> Stored data

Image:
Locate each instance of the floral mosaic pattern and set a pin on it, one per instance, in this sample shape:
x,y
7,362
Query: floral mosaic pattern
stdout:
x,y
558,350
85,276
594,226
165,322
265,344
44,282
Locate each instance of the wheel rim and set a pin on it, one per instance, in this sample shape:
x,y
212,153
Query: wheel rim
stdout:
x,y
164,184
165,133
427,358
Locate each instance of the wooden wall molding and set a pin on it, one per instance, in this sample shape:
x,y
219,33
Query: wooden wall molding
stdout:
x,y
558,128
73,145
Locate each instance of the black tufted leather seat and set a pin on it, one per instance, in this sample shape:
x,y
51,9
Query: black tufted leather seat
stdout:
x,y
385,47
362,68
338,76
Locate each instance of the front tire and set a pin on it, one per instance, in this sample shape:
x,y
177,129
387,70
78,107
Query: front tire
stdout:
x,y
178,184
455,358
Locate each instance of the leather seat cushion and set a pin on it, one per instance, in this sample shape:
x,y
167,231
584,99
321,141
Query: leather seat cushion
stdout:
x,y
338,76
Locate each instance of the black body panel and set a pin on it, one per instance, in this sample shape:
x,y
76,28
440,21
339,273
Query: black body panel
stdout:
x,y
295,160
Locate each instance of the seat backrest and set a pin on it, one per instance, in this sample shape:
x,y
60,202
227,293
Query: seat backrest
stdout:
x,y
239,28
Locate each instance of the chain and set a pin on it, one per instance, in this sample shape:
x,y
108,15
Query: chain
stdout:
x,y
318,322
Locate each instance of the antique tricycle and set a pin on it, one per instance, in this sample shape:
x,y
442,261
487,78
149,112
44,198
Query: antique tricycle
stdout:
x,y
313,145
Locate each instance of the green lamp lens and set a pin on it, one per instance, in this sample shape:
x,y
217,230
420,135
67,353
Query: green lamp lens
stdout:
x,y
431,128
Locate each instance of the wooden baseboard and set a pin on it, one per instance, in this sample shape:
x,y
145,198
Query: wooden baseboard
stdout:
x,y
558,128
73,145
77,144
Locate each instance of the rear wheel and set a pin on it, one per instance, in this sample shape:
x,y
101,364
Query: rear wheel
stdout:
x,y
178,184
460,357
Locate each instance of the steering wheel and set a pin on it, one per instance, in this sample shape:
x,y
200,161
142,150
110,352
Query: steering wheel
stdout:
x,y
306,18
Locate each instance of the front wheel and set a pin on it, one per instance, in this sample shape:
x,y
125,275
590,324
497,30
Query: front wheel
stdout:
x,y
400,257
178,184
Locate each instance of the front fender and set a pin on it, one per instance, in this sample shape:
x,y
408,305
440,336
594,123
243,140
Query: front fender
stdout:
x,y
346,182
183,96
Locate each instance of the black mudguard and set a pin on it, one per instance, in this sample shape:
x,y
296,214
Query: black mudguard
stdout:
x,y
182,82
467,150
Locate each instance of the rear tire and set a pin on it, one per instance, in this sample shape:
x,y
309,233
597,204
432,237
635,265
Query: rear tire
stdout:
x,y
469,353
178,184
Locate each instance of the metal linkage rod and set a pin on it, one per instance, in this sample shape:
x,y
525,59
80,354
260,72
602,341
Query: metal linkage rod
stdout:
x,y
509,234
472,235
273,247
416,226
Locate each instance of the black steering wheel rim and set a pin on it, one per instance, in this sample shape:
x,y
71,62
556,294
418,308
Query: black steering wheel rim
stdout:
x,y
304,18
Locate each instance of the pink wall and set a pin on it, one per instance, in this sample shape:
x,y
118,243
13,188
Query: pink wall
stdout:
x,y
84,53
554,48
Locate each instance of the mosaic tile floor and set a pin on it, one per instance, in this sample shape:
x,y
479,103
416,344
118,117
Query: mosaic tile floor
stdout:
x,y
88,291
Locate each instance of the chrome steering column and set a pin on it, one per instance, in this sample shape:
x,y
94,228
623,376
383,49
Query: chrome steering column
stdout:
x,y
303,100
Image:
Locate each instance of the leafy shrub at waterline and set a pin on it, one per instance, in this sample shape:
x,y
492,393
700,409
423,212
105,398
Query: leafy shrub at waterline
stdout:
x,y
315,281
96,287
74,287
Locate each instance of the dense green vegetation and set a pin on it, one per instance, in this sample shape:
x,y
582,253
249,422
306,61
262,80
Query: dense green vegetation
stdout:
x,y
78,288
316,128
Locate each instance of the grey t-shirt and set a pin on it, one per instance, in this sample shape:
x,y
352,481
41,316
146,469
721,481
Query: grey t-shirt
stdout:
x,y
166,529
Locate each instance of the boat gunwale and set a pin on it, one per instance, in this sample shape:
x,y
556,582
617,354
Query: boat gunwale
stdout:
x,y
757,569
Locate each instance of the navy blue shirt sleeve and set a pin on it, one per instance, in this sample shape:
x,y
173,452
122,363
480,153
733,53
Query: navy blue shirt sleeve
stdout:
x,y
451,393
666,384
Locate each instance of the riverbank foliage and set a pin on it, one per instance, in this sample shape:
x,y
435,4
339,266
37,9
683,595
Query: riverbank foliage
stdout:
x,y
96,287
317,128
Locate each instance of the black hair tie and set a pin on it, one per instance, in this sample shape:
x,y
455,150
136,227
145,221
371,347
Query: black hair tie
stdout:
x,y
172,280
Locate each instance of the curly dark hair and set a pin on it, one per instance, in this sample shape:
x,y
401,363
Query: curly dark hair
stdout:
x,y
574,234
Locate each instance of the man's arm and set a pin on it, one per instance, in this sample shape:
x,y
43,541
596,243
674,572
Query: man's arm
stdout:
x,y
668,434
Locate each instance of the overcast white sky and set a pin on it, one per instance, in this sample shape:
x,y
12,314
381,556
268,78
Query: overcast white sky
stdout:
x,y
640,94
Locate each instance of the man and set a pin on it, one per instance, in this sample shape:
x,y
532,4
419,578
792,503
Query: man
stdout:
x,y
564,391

...

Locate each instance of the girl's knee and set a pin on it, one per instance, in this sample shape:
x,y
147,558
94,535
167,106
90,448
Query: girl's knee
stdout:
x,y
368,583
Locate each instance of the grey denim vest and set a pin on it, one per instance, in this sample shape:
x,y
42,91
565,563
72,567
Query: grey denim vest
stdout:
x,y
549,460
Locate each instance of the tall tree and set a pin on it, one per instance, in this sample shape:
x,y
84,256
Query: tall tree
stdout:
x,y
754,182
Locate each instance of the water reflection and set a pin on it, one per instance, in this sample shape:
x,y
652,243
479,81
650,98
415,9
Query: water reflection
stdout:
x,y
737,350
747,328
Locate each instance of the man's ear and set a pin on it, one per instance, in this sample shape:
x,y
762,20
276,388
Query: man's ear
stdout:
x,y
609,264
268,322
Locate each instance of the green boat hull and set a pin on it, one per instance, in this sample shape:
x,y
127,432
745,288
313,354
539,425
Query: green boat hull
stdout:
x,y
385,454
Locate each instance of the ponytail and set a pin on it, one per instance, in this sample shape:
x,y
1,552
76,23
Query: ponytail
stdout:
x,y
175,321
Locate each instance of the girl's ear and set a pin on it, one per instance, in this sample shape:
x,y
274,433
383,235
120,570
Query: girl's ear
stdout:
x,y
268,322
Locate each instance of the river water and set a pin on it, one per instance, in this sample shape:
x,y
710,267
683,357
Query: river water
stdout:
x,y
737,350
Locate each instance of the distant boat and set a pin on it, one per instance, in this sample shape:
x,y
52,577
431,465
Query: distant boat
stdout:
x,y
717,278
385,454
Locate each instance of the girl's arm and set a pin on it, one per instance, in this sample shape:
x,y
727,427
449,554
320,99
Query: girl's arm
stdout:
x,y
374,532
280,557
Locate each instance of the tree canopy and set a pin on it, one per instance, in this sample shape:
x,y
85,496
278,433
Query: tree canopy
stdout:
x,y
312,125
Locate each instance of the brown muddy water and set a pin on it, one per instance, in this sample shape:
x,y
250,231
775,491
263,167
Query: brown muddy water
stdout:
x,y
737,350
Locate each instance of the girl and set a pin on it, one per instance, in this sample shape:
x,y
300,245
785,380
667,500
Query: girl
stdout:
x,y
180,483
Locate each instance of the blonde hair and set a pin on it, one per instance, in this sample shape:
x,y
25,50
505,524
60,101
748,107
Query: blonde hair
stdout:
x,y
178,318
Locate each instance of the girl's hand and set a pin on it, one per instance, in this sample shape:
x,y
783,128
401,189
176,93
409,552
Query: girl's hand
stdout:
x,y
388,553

> Stated problem
Copy out every line of the data above that contains the word "panel". Case matters.

> Response to the task
Locate each instance of the black body panel and set a pin on it, one per instance, in this sample shape:
Query: black body panel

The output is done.